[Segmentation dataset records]
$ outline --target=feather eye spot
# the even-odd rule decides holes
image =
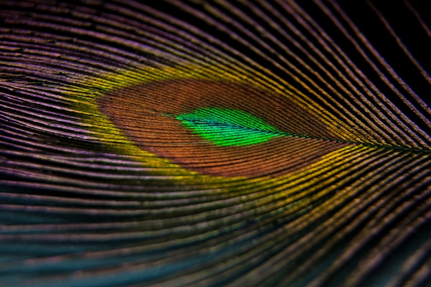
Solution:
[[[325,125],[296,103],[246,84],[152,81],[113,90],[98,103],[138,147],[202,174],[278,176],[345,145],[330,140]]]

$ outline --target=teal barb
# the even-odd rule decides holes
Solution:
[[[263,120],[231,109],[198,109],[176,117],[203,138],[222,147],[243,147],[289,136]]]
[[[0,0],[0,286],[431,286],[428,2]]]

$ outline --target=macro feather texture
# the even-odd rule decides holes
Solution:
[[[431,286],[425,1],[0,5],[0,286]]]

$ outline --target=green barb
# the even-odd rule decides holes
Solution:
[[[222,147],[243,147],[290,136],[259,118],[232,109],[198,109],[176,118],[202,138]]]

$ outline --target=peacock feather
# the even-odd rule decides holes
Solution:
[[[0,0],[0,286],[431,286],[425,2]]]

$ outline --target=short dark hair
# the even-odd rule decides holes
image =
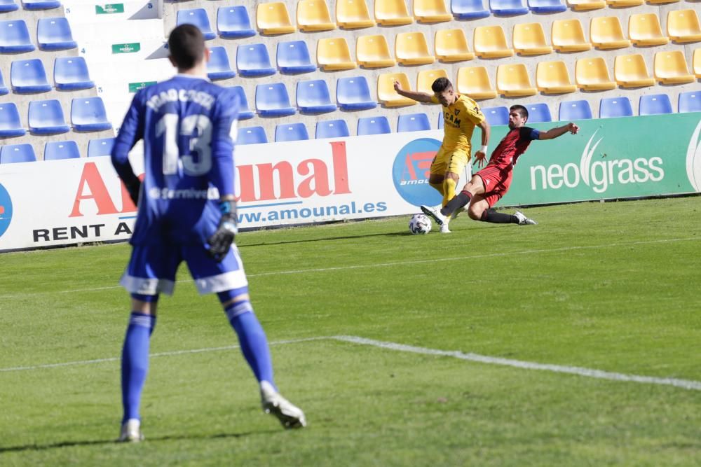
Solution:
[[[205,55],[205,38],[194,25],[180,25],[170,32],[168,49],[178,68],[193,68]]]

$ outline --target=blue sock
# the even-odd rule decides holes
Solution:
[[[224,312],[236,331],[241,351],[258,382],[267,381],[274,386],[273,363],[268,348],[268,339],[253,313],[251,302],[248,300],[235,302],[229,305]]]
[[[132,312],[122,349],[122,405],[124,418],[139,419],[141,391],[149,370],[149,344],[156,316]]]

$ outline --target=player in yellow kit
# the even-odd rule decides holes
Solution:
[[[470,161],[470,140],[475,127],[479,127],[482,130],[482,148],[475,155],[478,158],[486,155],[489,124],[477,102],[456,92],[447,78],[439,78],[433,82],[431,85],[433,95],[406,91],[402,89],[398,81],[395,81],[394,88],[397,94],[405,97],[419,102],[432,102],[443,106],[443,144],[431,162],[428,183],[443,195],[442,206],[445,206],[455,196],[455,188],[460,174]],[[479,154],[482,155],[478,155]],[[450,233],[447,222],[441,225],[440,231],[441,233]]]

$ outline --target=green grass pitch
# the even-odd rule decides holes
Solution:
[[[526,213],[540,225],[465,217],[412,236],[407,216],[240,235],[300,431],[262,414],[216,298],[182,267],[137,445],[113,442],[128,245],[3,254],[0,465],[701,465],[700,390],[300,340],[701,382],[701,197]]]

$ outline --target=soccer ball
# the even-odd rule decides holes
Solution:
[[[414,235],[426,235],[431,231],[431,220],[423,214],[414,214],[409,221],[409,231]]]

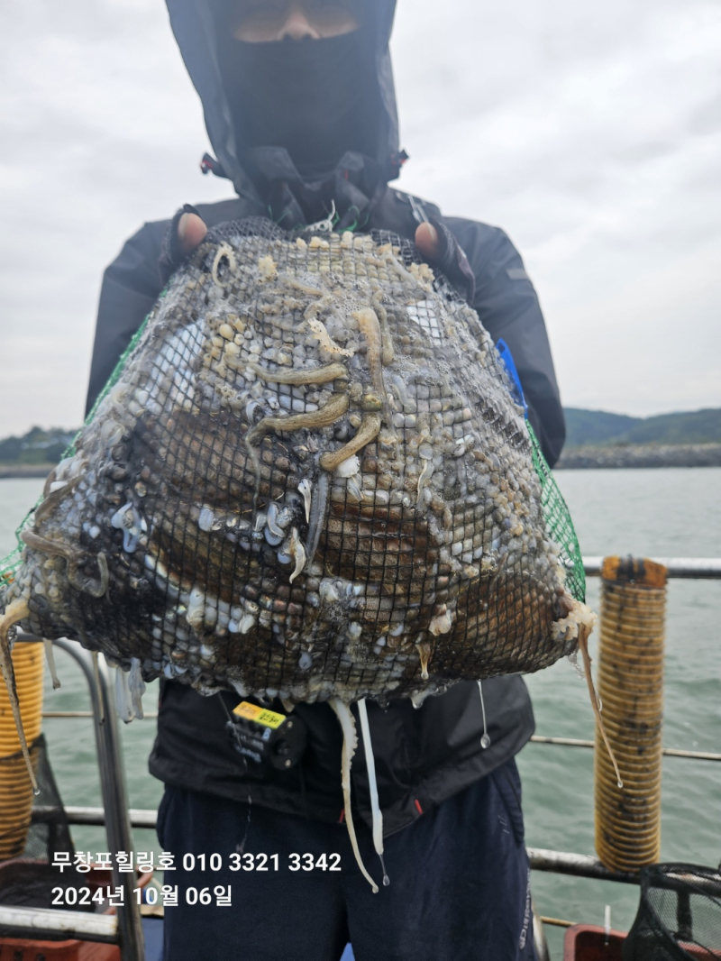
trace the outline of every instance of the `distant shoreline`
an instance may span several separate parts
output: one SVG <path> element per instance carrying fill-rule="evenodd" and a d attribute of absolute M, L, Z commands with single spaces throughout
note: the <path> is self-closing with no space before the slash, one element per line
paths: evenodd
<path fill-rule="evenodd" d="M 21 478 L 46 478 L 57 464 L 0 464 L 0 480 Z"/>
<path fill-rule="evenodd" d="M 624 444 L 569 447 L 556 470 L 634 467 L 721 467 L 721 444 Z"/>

## Exercise instructions
Rewrite all the rows above, replacing "decides" with "determines" and keeping everything else unchanged. Leave the pictures out of your answer.

## The reply
$ outline --target=feather eye spot
# the even-odd rule determines holes
image =
Solution:
[[[325,125],[296,103],[246,84],[152,81],[113,90],[98,103],[138,147],[202,174],[278,176],[345,145],[330,140]]]

$ outline --target=teal barb
# the even-odd rule determines holes
Solution:
[[[263,120],[231,109],[198,109],[176,117],[203,138],[222,147],[243,147],[289,136]]]
[[[0,0],[0,286],[431,286],[428,2]]]

$ outline --target=macro feather texture
# the even-odd rule determines holes
Solution:
[[[431,286],[425,1],[0,5],[0,286]]]

$ outline --target=green barb
# the even-odd rule determines holes
Solution:
[[[222,147],[243,147],[290,136],[259,118],[232,109],[198,109],[176,118],[202,138]]]

$ outline --target=peacock feather
# the even-odd rule determines holes
Solution:
[[[0,0],[0,286],[431,286],[425,2]]]

$ outline --target=short dark hair
# the even-odd rule determines holes
image =
Solution:
[[[205,55],[205,38],[194,25],[180,25],[170,32],[168,49],[178,68],[193,68]]]

$ outline --target=blue sock
# the even-odd rule determines holes
Solution:
[[[224,312],[236,331],[241,351],[258,382],[267,381],[274,386],[273,363],[268,348],[268,339],[253,313],[251,302],[248,300],[235,302],[229,305]]]
[[[132,312],[122,349],[122,405],[124,418],[139,419],[141,391],[149,370],[149,344],[156,316]]]

$ outline --target=player in yellow kit
# the even-odd rule determines holes
Solution:
[[[470,161],[470,140],[475,127],[479,127],[482,130],[482,148],[475,155],[478,158],[486,155],[489,124],[477,102],[456,92],[447,78],[439,78],[433,82],[431,85],[433,95],[406,91],[402,89],[398,81],[395,81],[394,88],[397,94],[405,97],[419,102],[432,102],[443,106],[443,144],[431,162],[428,183],[443,195],[442,206],[445,206],[455,196],[455,188],[460,174]],[[479,154],[482,155],[478,155]],[[450,233],[447,222],[441,225],[440,231],[441,233]]]

$ outline --target=green grass pitch
# the even-odd rule determines holes
Solution:
[[[526,213],[540,225],[465,217],[412,236],[407,216],[240,235],[300,431],[262,414],[216,298],[182,267],[137,445],[113,442],[128,245],[3,254],[0,465],[701,465],[700,390],[300,340],[701,382],[701,197]]]

$ outline --target=soccer ball
# the even-odd rule determines holes
Solution:
[[[414,235],[426,235],[431,231],[431,220],[423,214],[414,214],[409,221],[409,231]]]

trace the outline of every instance of the `distant shoreline`
an instance may span several separate parts
output: one SVG <path> element per instance carrying fill-rule="evenodd" and a d attribute of absolute M, L, Z commands with single spaces throughout
note: the <path> is self-closing with no space before the slash, one element per line
paths: evenodd
<path fill-rule="evenodd" d="M 21 478 L 46 478 L 57 464 L 0 464 L 0 480 Z"/>
<path fill-rule="evenodd" d="M 624 444 L 569 447 L 556 470 L 634 467 L 721 467 L 721 444 Z"/>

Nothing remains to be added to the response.